── Dataset records

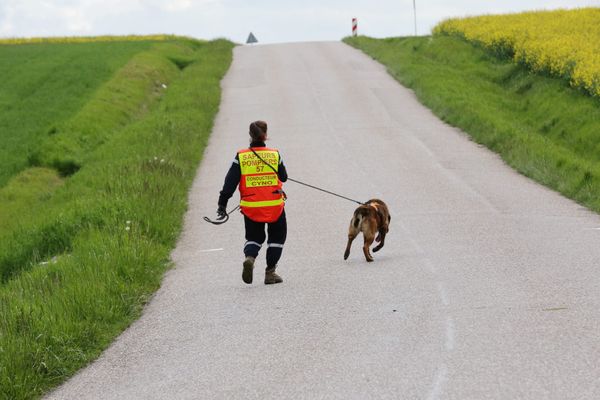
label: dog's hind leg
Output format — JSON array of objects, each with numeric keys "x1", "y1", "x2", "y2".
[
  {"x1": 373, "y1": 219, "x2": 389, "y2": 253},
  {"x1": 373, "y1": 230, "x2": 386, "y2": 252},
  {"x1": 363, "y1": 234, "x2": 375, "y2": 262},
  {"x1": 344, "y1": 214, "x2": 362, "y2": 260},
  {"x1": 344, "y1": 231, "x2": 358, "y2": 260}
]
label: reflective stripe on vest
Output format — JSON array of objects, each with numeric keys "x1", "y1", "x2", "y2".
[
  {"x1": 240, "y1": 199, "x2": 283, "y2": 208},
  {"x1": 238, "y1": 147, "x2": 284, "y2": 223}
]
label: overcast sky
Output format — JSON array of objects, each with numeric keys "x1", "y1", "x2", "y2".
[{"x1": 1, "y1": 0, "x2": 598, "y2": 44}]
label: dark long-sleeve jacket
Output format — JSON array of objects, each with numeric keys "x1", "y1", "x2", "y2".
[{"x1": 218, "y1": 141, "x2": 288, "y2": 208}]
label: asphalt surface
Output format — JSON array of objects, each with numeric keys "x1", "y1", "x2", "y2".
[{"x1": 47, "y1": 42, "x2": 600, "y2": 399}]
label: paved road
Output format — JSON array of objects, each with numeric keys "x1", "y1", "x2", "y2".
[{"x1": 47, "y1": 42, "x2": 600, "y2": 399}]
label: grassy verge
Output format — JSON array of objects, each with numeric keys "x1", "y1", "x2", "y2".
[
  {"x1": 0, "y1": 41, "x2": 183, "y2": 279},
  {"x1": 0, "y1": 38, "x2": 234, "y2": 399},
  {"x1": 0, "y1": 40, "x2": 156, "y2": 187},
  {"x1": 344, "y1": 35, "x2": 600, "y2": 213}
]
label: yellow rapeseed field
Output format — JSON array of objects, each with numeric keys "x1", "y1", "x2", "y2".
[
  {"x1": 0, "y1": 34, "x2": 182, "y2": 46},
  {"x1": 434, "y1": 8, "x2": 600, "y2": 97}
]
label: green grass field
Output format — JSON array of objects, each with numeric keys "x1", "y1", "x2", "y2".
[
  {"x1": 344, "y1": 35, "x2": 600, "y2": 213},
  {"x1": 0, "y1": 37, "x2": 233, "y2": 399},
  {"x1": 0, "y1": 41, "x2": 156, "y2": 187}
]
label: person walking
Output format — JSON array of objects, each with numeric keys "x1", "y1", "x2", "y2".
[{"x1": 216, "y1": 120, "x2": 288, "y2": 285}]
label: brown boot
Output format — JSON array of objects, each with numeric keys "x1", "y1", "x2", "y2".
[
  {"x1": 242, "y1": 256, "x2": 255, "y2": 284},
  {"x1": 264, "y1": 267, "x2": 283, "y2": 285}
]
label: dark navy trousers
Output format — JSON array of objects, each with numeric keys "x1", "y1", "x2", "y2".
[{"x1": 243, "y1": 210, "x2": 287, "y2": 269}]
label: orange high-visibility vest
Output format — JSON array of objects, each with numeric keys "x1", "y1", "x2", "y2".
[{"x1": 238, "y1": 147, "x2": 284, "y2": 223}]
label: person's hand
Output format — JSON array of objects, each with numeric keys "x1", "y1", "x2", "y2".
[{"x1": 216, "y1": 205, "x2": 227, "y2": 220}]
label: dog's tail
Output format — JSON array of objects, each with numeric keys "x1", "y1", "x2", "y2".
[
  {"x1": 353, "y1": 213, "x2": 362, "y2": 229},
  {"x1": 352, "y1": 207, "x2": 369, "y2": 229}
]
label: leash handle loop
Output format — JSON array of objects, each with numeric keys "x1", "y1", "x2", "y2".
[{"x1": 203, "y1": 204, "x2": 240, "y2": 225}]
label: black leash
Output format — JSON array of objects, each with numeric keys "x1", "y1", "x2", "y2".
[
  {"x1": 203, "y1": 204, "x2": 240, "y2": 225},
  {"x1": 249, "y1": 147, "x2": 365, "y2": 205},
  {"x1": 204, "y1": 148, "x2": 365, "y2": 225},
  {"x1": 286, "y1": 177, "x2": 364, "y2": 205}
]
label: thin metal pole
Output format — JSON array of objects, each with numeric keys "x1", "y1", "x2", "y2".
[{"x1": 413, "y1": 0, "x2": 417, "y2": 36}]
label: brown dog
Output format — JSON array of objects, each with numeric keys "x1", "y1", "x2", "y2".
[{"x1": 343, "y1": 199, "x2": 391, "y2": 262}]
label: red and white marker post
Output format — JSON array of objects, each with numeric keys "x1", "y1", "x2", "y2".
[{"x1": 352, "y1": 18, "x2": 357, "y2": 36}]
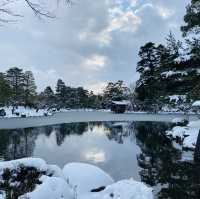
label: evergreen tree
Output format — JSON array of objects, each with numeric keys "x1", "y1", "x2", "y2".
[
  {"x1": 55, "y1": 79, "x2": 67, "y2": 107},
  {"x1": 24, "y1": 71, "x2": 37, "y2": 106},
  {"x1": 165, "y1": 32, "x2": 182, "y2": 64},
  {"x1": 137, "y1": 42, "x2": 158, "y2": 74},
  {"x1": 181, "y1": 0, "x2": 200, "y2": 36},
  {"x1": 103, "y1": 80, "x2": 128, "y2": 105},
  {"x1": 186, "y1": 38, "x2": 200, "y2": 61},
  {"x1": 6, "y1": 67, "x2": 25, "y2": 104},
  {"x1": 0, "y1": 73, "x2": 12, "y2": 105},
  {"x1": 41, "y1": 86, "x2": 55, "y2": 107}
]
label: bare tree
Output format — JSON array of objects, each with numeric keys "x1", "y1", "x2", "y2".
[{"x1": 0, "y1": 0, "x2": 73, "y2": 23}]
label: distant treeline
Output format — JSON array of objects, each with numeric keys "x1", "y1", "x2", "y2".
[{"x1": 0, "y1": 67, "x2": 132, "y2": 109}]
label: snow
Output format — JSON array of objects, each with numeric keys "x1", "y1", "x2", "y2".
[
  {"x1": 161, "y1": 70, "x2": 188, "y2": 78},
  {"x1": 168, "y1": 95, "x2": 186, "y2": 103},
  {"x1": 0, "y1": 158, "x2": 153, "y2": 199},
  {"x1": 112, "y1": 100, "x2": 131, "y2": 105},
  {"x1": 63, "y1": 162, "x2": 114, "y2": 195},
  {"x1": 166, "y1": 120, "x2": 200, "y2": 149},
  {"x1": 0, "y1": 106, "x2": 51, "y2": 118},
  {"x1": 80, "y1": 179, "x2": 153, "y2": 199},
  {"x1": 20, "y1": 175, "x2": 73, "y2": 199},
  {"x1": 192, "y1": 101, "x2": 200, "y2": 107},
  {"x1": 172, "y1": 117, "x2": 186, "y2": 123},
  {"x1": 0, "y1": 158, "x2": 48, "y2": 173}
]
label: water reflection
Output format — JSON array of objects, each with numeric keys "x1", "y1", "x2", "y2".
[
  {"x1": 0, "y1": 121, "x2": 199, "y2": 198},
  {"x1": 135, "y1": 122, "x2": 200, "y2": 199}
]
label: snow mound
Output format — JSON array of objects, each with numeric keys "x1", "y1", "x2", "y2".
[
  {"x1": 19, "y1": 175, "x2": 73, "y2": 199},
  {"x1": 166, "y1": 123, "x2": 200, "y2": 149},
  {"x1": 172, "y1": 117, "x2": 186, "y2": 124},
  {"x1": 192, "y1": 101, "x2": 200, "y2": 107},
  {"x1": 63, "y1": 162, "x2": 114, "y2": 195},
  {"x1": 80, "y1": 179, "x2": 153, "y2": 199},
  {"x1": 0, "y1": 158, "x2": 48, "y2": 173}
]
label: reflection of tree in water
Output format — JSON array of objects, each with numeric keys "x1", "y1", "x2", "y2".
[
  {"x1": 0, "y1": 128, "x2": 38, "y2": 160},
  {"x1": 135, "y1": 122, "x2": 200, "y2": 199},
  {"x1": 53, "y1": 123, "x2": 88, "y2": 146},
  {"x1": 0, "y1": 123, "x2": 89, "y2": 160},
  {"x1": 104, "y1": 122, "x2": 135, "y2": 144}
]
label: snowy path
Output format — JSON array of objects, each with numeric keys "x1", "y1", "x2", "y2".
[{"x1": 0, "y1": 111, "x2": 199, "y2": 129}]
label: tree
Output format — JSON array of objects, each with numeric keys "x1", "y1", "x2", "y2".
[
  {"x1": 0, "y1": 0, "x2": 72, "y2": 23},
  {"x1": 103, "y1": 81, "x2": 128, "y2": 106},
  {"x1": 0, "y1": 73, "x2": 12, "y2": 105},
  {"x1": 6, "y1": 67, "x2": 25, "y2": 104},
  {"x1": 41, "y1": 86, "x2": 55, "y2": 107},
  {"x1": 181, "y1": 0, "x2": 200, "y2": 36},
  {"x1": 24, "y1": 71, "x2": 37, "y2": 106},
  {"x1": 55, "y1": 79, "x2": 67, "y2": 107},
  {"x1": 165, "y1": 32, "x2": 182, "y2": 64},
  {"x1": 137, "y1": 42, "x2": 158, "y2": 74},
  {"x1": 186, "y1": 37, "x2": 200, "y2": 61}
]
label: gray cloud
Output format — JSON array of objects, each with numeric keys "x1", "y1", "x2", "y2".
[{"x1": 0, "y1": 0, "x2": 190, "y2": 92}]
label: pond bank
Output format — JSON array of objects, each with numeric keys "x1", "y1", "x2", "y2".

────

About this exercise >> If a line in the records holds the word "person", count it, then give only the total.

Response for this exercise >> 2